Vorliegender Text —
========================================================================

Es gibt sie in jedem Jahr: Die unglaublich schrägen Auftritte beim Eurovision Song Contest, die Millionen Zuschauer immer wieder zum Schmunzeln bringen. Doch auch auf tiefgründige Songs und außergewöhnliche Stimmen dürfen sich die Zuschauer freuen. In diesem Jahr in Baku mittendrin: Deutschland-Kandidat Roman Lob.
Über mangelnde Medienpräsenz kann der in diesem Jahr in der aserbaidschanischen Hauptstadt Baku ausgetragene Eurovision Song Contest nicht klagen. Doch waren es weniger die Sänger und deren Musik, die für Aufsehen sorgten, als vielmehr die ausgetragene Debatte um Menschenrechte und Meinungsfreiheit in dem autoritär regierten Kaukasusstaat. Ein sicherlich wichtiges Themen, doch für Künstler und Fans des Grand Prix ist das mangelnde Interesse an den Teilnehmern bedauerlich, denn es sind wieder reichlich skurrile Kandidaten und einigen wirklich gute Lieder dabei.
Der Preis für die schrägste Darbietung dürfte bereits vor den ersten Proben in der Crystal Hall in Baku vergeben sein – und zwar an die russische Oma-Truppe Buranowskije Babuschki (Großmütter aus Buranowo). Wenn die sechs Mütterchen zwischen 43 und 76 Jahren in ihren udmurtischen Trachten den Feiersong „Party For Everybody!“ schmettern, wird die internationale Fangemeinde ausflippen, soviel ist jetzt schon sicher. Für den Sieg dürfte das zwar kaum reichen, aber für den Finaleinzug und am Ende eine Top-Ten-Platzierung allemal.

========================================================================

Gegebene Zeilen —
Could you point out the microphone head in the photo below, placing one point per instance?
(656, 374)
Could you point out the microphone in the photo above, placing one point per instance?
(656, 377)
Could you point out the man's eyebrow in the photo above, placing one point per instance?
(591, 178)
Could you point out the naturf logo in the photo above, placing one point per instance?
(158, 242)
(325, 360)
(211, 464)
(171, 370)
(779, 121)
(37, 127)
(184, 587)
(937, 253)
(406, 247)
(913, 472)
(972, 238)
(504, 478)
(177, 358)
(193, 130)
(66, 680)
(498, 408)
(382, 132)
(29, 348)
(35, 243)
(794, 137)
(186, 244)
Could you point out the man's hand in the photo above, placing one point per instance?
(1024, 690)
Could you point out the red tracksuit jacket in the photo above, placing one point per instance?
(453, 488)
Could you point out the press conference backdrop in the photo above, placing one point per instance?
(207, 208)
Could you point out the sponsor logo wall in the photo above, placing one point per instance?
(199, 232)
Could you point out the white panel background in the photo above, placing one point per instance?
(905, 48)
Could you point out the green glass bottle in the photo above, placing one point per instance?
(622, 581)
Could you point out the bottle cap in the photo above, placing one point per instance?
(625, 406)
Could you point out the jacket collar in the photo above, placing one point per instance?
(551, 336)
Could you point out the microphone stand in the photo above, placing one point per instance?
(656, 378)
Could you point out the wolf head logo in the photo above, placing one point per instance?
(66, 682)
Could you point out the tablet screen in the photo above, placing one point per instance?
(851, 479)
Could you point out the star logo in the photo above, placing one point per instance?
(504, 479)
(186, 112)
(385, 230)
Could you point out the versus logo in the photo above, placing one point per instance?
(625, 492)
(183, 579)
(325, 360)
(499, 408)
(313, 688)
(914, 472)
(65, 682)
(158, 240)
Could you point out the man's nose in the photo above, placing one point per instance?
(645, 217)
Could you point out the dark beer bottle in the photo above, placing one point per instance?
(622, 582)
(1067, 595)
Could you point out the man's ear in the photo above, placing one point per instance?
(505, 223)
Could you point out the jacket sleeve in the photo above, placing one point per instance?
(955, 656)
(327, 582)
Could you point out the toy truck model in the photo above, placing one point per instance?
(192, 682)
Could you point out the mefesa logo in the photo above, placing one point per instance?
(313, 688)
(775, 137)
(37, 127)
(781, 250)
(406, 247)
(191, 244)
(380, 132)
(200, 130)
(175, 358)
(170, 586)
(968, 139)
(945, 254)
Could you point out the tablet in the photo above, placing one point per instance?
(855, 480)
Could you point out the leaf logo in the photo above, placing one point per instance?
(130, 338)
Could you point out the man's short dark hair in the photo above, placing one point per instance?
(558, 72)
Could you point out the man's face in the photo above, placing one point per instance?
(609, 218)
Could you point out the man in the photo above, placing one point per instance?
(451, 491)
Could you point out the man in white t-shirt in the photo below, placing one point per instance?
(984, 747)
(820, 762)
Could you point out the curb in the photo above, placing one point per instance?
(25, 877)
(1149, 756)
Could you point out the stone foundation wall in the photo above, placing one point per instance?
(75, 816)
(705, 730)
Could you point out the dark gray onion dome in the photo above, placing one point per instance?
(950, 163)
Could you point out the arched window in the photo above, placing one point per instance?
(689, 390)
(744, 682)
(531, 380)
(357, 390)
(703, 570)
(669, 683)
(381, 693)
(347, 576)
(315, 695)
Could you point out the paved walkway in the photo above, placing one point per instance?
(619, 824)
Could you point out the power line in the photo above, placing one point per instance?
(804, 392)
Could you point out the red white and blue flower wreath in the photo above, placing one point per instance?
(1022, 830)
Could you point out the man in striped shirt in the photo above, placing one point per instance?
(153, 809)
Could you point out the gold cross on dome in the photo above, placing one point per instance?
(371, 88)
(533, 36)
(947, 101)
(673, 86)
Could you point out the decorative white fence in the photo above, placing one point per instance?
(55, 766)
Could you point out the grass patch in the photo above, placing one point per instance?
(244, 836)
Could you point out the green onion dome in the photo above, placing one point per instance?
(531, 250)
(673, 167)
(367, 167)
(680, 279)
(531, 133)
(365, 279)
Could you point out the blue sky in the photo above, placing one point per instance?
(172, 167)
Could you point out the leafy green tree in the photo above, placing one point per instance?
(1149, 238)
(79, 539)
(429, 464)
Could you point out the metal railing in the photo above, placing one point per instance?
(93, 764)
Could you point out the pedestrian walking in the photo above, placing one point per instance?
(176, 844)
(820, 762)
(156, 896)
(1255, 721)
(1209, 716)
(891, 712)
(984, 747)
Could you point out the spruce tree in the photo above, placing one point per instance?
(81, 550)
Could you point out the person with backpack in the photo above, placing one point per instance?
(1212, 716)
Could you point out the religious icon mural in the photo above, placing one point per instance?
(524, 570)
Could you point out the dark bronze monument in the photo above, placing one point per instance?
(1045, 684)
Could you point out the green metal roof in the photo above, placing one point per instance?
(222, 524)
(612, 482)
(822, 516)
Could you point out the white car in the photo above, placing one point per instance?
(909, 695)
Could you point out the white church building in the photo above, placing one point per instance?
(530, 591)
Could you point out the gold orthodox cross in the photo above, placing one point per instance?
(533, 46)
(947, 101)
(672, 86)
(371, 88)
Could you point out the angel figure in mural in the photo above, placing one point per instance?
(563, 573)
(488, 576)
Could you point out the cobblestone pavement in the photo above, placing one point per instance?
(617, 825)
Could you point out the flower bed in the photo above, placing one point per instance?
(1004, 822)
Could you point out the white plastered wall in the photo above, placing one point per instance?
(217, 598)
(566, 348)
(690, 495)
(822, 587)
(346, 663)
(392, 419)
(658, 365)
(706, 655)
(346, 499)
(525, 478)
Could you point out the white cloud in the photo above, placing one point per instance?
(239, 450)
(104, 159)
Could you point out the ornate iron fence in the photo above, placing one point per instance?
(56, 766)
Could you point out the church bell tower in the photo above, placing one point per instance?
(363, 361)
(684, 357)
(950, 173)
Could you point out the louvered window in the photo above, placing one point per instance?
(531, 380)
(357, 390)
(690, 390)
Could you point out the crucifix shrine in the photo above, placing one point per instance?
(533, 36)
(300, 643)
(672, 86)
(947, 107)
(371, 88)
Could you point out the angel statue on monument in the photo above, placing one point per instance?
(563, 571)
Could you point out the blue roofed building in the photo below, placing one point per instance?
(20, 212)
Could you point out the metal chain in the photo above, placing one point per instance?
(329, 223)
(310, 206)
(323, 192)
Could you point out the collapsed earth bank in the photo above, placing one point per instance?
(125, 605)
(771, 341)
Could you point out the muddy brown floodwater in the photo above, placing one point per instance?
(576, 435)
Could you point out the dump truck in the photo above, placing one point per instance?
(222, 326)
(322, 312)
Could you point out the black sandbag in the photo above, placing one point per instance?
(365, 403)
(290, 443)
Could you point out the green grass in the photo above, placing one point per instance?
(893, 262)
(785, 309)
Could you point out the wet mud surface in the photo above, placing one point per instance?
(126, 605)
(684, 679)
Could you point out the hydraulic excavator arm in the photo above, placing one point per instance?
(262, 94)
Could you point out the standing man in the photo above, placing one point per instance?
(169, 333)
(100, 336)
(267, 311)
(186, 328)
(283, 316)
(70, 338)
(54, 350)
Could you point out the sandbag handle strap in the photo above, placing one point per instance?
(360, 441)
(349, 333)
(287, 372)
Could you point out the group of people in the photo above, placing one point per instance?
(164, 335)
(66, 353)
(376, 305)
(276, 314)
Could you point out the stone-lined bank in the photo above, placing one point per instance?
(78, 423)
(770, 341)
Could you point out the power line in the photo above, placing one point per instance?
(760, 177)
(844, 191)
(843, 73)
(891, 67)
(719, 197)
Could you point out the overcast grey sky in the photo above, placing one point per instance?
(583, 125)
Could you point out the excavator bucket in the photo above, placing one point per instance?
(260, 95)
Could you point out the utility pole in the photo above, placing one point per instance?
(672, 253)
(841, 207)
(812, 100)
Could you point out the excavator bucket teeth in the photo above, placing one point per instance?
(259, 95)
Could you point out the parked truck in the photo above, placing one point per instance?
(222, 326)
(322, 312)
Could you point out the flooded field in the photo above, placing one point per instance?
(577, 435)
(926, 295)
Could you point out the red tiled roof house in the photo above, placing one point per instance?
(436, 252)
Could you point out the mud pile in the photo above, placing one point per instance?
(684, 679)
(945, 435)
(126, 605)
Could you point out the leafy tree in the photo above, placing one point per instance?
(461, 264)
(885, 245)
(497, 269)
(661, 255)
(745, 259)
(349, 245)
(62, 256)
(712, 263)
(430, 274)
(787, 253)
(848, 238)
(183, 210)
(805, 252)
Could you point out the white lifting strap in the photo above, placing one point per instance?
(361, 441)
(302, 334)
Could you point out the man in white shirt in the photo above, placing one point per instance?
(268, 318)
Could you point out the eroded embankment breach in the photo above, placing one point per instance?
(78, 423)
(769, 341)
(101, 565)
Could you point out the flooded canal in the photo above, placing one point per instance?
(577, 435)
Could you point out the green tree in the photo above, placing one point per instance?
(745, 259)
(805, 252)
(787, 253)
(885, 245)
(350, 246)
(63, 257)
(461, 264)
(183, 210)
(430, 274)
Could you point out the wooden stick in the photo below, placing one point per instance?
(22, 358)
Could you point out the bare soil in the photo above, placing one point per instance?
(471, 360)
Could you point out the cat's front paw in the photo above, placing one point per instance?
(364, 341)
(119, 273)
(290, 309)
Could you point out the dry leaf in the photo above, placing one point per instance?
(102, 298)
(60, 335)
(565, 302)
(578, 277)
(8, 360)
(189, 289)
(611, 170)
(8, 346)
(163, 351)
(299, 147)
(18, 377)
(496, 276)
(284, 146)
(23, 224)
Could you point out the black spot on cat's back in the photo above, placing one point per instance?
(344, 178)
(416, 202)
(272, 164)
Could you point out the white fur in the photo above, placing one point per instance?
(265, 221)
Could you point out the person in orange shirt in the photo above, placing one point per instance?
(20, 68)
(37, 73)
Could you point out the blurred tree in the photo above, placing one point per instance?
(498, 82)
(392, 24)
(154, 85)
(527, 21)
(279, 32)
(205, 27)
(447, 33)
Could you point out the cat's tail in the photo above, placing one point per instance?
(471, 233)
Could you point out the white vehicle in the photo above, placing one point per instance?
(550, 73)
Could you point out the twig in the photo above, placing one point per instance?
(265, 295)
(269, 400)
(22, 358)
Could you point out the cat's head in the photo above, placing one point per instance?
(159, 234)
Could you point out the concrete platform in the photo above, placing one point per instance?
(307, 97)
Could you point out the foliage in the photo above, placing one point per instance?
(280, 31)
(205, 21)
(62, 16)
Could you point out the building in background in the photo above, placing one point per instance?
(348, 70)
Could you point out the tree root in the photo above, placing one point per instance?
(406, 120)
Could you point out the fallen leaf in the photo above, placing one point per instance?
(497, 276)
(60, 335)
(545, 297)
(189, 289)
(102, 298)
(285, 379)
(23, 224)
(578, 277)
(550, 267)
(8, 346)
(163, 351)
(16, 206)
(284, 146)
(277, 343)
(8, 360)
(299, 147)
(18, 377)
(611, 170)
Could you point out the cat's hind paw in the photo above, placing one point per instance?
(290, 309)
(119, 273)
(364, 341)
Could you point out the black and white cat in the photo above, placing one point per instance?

========================================================================

Aufgabe — Schreib aus dem Text über den Eurovision Song Contest die Stelle zwischen "Es gibt sie" und "gute Lieder dabei." Wort für Wort ab, beide Stellen eingeschlossen. Verwende dafür nur den Text, nicht die Zeilen.

Ergebnis —
Es gibt sie in jedem Jahr: Die unglaublich schrägen Auftritte beim Eurovision Song Contest, die Millionen Zuschauer immer wieder zum Schmunzeln bringen. Doch auch auf tiefgründige Songs und außergewöhnliche Stimmen dürfen sich die Zuschauer freuen. In diesem Jahr in Baku mittendrin: Deutschland-Kandidat Roman Lob.
Über mangelnde Medienpräsenz kann der in diesem Jahr in der aserbaidschanischen Hauptstadt Baku ausgetragene Eurovision Song Contest nicht klagen. Doch waren es weniger die Sänger und deren Musik, die für Aufsehen sorgten, als vielmehr die ausgetragene Debatte um Menschenrechte und Meinungsfreiheit in dem autoritär regierten Kaukasusstaat. Ein sicherlich wichtiges Themen, doch für Künstler und Fans des Grand Prix ist das mangelnde Interesse an den Teilnehmern bedauerlich, denn es sind wieder reichlich skurrile Kandidaten und einigen wirklich gute Lieder dabei.